▶ **WHAT IS REQUIRED**: Lay out the entries as a JSON list of strings, one string per line and no blank lines, running from the first line of the entries up to and including the line with "[[292, 196, 481, 306], [212, 86, 550, 308]]". Include only those lines.

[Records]

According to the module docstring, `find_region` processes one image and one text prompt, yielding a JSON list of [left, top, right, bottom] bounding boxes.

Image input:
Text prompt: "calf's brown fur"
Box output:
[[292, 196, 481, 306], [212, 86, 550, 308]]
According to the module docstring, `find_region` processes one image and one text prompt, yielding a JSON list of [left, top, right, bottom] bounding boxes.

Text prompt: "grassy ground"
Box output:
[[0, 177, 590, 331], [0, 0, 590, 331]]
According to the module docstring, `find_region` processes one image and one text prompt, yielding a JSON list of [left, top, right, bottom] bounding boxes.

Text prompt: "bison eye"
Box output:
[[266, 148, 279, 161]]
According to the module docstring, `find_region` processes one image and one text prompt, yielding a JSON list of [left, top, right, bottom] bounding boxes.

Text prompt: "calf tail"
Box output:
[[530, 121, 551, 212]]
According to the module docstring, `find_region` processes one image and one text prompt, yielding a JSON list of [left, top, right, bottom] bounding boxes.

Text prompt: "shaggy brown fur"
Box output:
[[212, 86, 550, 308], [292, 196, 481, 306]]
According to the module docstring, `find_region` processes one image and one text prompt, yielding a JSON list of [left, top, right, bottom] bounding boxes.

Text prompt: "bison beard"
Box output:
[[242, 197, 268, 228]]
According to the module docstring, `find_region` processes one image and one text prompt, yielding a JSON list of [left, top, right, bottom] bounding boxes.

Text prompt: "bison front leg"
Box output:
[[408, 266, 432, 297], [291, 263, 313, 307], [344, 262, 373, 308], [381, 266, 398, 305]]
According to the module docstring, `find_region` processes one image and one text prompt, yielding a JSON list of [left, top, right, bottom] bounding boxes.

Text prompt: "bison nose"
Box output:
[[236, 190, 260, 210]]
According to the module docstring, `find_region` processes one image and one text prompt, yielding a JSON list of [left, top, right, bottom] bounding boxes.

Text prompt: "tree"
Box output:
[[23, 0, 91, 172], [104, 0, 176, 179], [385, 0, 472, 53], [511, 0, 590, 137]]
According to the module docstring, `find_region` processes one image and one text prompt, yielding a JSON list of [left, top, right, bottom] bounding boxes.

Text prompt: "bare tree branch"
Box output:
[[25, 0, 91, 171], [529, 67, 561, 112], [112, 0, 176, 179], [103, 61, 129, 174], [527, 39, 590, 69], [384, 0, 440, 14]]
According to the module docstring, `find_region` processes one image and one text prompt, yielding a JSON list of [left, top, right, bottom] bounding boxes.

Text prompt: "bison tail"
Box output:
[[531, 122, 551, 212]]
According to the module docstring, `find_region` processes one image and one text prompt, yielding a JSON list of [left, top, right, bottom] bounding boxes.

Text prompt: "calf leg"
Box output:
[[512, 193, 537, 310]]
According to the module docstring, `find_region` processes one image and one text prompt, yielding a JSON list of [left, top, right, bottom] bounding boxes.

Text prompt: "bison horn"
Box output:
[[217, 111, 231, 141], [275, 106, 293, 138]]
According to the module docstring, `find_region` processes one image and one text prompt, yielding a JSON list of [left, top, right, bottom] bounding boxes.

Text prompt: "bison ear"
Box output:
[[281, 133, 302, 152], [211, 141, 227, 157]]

▶ **FINAL ANSWER**:
[
  "According to the module docstring, `find_region` processes one image and one text prompt, yielding a JSON list of [left, top, right, bottom] bounding boxes.",
  "Image input:",
  "Text prompt: \"calf's brown fur\"",
  "Box output:",
  "[[292, 196, 481, 306], [212, 86, 550, 308]]"
]